» **How to complete this task**: Within the records below, reproduce without change the lines from the line that has "Task: locate the dog's right" through the line that has "Task: locate the snowy", and only those.
####
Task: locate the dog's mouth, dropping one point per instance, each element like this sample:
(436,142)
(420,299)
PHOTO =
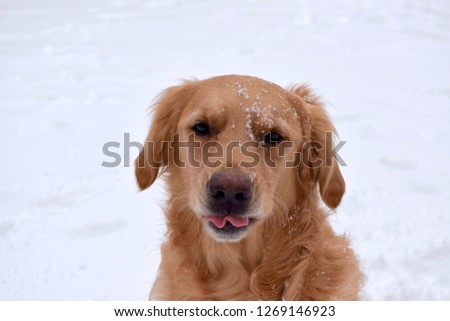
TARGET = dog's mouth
(229,227)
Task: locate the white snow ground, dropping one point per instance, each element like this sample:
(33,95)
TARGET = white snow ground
(77,74)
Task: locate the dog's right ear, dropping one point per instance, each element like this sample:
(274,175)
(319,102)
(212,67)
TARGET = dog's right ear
(167,110)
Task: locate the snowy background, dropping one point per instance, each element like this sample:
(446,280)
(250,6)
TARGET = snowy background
(77,74)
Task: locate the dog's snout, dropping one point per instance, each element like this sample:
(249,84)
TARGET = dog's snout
(229,193)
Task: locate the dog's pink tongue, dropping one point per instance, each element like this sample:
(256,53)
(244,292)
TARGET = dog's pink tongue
(220,222)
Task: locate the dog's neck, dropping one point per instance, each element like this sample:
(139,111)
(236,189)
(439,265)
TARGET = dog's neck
(213,260)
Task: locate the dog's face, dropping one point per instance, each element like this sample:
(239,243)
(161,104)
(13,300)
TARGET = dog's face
(233,152)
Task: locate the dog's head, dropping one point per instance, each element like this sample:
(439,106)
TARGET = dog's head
(239,149)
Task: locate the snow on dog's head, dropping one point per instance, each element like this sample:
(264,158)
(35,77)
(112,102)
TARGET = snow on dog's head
(237,150)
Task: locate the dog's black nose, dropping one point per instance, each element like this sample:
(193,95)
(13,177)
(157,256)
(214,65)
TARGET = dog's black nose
(229,193)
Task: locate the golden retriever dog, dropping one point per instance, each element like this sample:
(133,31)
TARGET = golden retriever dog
(251,176)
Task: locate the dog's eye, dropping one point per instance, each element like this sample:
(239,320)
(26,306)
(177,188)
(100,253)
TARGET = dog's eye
(201,129)
(272,138)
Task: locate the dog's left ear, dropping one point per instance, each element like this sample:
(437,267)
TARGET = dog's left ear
(319,157)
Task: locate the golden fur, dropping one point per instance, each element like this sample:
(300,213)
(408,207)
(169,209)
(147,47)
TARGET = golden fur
(291,252)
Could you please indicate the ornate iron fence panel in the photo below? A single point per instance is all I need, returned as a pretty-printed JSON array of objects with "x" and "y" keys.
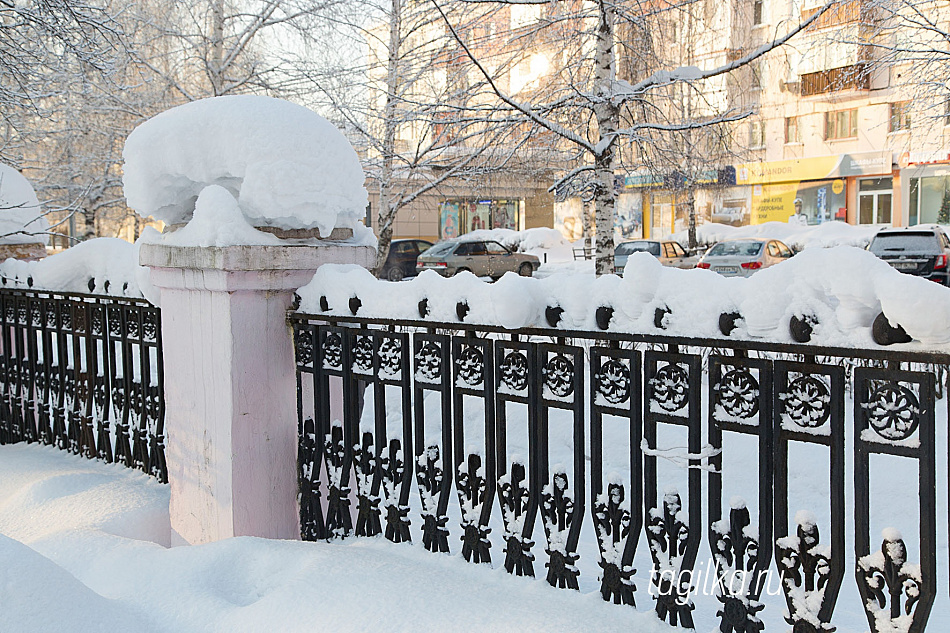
[
  {"x": 84, "y": 373},
  {"x": 602, "y": 389}
]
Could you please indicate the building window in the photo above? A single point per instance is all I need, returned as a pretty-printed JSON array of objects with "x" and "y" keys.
[
  {"x": 756, "y": 134},
  {"x": 758, "y": 72},
  {"x": 900, "y": 116},
  {"x": 793, "y": 131},
  {"x": 841, "y": 124}
]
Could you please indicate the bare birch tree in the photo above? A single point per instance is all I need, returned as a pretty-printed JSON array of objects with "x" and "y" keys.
[{"x": 593, "y": 111}]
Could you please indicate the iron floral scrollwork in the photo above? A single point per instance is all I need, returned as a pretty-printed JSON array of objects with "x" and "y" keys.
[
  {"x": 736, "y": 554},
  {"x": 893, "y": 411},
  {"x": 367, "y": 504},
  {"x": 470, "y": 366},
  {"x": 805, "y": 568},
  {"x": 471, "y": 489},
  {"x": 390, "y": 358},
  {"x": 612, "y": 522},
  {"x": 429, "y": 476},
  {"x": 339, "y": 523},
  {"x": 303, "y": 346},
  {"x": 668, "y": 537},
  {"x": 559, "y": 376},
  {"x": 149, "y": 325},
  {"x": 514, "y": 371},
  {"x": 393, "y": 468},
  {"x": 612, "y": 382},
  {"x": 557, "y": 512},
  {"x": 737, "y": 394},
  {"x": 429, "y": 363},
  {"x": 308, "y": 481},
  {"x": 514, "y": 497},
  {"x": 890, "y": 586},
  {"x": 806, "y": 402},
  {"x": 332, "y": 351},
  {"x": 669, "y": 387}
]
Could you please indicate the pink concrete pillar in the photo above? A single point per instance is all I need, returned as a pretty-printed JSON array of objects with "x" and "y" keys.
[{"x": 230, "y": 391}]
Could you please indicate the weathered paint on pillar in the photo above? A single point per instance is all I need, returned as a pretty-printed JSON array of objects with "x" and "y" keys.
[{"x": 230, "y": 388}]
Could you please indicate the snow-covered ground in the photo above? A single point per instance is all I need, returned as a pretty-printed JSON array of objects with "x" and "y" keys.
[
  {"x": 843, "y": 288},
  {"x": 83, "y": 549}
]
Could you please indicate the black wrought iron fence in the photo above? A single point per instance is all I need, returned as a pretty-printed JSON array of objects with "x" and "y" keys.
[
  {"x": 84, "y": 373},
  {"x": 781, "y": 398}
]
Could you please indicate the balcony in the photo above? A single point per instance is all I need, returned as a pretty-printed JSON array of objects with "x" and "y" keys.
[{"x": 854, "y": 77}]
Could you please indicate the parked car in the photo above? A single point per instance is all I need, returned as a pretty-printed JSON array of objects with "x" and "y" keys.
[
  {"x": 915, "y": 250},
  {"x": 742, "y": 257},
  {"x": 669, "y": 253},
  {"x": 401, "y": 261},
  {"x": 484, "y": 258}
]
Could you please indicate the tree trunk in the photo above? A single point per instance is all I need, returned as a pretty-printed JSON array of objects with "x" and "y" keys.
[
  {"x": 387, "y": 206},
  {"x": 608, "y": 120},
  {"x": 691, "y": 214}
]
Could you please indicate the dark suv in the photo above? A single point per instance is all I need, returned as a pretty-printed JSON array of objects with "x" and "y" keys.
[
  {"x": 916, "y": 250},
  {"x": 401, "y": 261}
]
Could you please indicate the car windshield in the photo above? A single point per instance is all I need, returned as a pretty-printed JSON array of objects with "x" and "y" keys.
[
  {"x": 441, "y": 249},
  {"x": 909, "y": 242},
  {"x": 632, "y": 247},
  {"x": 735, "y": 249}
]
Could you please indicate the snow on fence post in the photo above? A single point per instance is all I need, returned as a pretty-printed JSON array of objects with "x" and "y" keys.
[
  {"x": 214, "y": 170},
  {"x": 230, "y": 388}
]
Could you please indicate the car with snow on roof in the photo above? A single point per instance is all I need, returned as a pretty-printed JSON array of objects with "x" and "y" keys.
[
  {"x": 921, "y": 250},
  {"x": 669, "y": 252},
  {"x": 743, "y": 257},
  {"x": 484, "y": 258}
]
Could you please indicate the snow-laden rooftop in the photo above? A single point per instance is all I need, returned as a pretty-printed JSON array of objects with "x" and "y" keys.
[
  {"x": 84, "y": 549},
  {"x": 287, "y": 166},
  {"x": 21, "y": 216}
]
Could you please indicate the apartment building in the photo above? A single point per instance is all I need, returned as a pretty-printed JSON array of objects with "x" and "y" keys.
[{"x": 839, "y": 128}]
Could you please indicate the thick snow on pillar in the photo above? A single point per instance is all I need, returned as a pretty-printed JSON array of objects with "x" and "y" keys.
[
  {"x": 222, "y": 167},
  {"x": 21, "y": 217}
]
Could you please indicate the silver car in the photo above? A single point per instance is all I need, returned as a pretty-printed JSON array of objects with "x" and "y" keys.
[
  {"x": 742, "y": 257},
  {"x": 484, "y": 258},
  {"x": 669, "y": 253}
]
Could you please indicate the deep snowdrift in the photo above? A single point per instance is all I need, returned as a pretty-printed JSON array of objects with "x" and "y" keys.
[
  {"x": 842, "y": 288},
  {"x": 92, "y": 566},
  {"x": 21, "y": 216},
  {"x": 287, "y": 166}
]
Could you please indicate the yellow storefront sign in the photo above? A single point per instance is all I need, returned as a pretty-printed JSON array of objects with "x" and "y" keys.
[
  {"x": 818, "y": 168},
  {"x": 773, "y": 203}
]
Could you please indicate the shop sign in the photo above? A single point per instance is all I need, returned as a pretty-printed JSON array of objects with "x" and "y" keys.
[
  {"x": 820, "y": 168},
  {"x": 639, "y": 181},
  {"x": 925, "y": 157}
]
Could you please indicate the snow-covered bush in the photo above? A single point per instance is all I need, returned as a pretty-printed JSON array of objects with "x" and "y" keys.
[
  {"x": 840, "y": 290},
  {"x": 286, "y": 166},
  {"x": 21, "y": 216}
]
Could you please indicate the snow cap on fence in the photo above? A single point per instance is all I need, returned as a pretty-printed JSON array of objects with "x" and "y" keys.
[
  {"x": 823, "y": 296},
  {"x": 105, "y": 265},
  {"x": 286, "y": 166},
  {"x": 21, "y": 216}
]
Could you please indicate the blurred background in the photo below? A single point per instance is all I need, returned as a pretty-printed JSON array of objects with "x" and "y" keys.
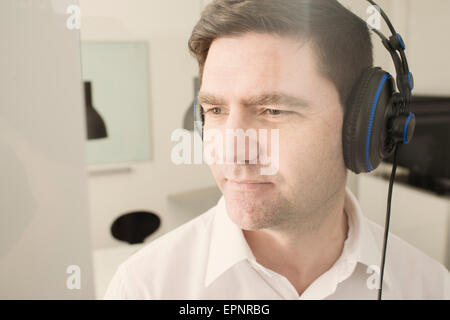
####
» **Reply**:
Task: locate the dog's right ear, dropping one point per instance, each element like this sample:
(274,175)
(319,102)
(212,67)
TARGET = dog's right ear
(167,110)
Task: locate the snowy background, dropping one point per instance, each element like this sample:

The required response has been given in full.